### EXTRACTED INFORMATION
● ● ● ● ● ● ●
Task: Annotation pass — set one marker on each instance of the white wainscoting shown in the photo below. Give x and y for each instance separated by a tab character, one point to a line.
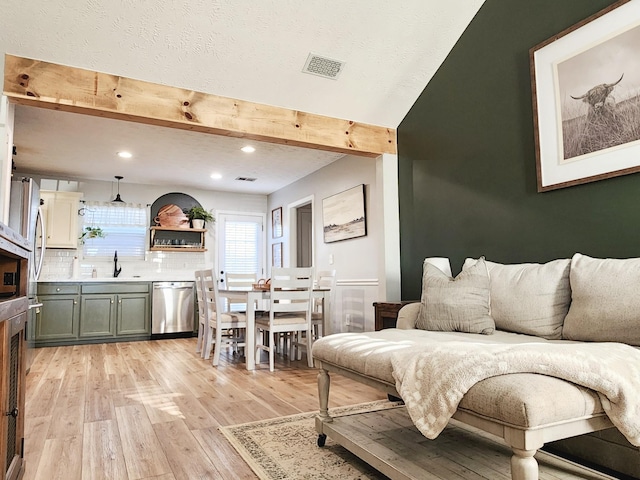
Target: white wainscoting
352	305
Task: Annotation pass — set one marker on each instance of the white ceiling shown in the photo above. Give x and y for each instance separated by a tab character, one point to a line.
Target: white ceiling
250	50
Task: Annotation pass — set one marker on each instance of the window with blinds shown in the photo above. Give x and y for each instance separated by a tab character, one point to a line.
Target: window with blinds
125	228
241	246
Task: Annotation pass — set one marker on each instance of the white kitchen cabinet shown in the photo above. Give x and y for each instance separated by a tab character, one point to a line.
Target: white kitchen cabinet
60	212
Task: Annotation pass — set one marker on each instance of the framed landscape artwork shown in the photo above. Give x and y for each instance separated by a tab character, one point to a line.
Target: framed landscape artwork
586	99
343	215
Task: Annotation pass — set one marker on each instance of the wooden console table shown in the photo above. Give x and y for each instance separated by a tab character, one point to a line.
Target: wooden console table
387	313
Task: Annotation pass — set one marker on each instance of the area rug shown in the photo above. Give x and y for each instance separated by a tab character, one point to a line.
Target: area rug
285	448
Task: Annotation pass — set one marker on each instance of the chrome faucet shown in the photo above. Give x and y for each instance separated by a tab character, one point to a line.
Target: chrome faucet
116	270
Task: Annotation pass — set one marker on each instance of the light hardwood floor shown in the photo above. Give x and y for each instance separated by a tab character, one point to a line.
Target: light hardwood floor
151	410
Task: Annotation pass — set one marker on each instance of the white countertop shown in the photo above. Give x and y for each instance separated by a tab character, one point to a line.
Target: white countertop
● ● ● ● ● ● ●
Every line above should be returned exactly; the pictures stay out.

Task: Annotation pass — set one marker on each instance of the white wainscoting shown in the photo below. Give x and y for each instance separated by a tab character, one point to a line.
Target: white wainscoting
352	305
Task: Annotation pass — set one marker on each instance of the white ceiling shown in the photo above. Give x and y for each instance separated by a tab character, one point to a line.
Target: white ceiling
250	50
Task: Annotation pass — set one marker on each instance of the window with blinds shown in the photo above. Give x and y for each instance separated by a tab character, one point to a line.
Target: window with blinds
125	228
241	246
Task: Annotation pass — set one marker on each instance of the white kitchen cabinet shown in the photo above. Give x and y for each instance separated by a tab character, one point to a line.
Target: white kitchen cabinet
60	212
Task: Annotation pass — set one marker on each instance of the framed landscape artwork shown in the photo above. Give x and y for each instance separated by a tab character, one point to a line.
Target: framed landscape artwork
586	99
343	215
Task: Annotation pass — set one marker on each instance of the wooden console table shown in the photo above. Give x and y for each instance separated by a tab character, one point to a line.
Target: wooden console table
387	313
Task: Annotation pass — set one marker on each instance of the area rug shown in the photo above. Give x and y for each instance separated by a tab character, one point to a line.
Target: area rug
285	448
Task: Annotation pass — set one marker on each instance of the chrome faucet shown in the photo above. Give x and y for each instance separated by a tab character, one point to a line.
Target: chrome faucet
116	270
Task: Annotation pass — set one marker on each instance of the light hardwood floor shown in the photo above. Give x and y for each instance separated by a tab character, one point to a line.
Target: light hardwood floor
151	410
Task: Annotation pass — set one marker on each instance of the white countertop shown in the photo above. Give x and y for each instance separated by a tab character, one point to a line.
Target: white countertop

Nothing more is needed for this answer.